→ Material provided
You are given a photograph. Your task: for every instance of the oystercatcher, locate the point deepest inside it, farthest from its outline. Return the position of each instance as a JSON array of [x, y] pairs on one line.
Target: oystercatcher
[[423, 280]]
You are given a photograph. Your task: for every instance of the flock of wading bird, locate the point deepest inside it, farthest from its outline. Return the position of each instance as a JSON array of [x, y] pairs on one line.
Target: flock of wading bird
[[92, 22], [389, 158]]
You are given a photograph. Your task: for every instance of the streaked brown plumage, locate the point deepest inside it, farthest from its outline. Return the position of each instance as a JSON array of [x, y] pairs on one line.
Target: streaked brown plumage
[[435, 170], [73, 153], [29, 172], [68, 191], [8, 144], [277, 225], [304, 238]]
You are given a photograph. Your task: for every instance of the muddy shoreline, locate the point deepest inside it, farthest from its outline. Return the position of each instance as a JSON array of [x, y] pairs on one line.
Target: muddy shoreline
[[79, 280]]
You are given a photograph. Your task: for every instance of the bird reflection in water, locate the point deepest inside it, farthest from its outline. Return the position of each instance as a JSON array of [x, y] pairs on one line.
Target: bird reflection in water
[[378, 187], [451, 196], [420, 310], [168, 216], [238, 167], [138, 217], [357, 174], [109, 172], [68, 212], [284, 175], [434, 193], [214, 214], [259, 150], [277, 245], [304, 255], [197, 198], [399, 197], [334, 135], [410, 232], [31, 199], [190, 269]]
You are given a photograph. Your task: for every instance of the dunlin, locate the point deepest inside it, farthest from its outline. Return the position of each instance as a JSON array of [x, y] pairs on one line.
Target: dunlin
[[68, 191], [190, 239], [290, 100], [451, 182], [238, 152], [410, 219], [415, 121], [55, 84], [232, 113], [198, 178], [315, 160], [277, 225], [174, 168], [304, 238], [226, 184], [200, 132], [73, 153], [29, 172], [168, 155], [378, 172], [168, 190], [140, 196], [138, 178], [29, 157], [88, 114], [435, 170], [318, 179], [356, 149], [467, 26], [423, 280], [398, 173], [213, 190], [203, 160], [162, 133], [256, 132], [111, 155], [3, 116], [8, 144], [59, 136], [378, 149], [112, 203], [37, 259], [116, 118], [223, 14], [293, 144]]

→ Work instruction
Go through the records and gather the lines that hold "photograph".

→ Reply to the exercise
You are given a photograph. Your task: for every instance of the oystercatcher, locate the point deepest inside it, farthest from its outline. Return the position of each instance as a JSON array of [x, y] pairs on one line.
You are given a photograph. Your task: for every instance of the flock of wading bird, locate the point deepest inside it, farthest from its outline. Return the position of each instance as a JSON array of [x, y] pairs on one line.
You are given a photograph. Your task: for every instance of the streaked brown plumage, locate the point deepest inside it, farthest from its outline. Return the position of each instance as a JSON array of [x, y] pairs on one line.
You are given a photograph. Your task: for every instance of the muddy shoreline, locate the point deepest inside it, farthest from its outline. Return the position of each instance as a JSON array of [x, y] pairs on one line.
You are given a photograph. Your task: for every instance of the bird reflection in water, locate the point deepest inside it, farthest from its outline. Return the position of each instance as a JSON array of [x, y] pairs on one line.
You are given a photograph. Your task: for every instance of the dunlin, locate the point deepest inside it, farthest from its outline. Return the position of each instance as a JSON array of [x, y] pairs on one line.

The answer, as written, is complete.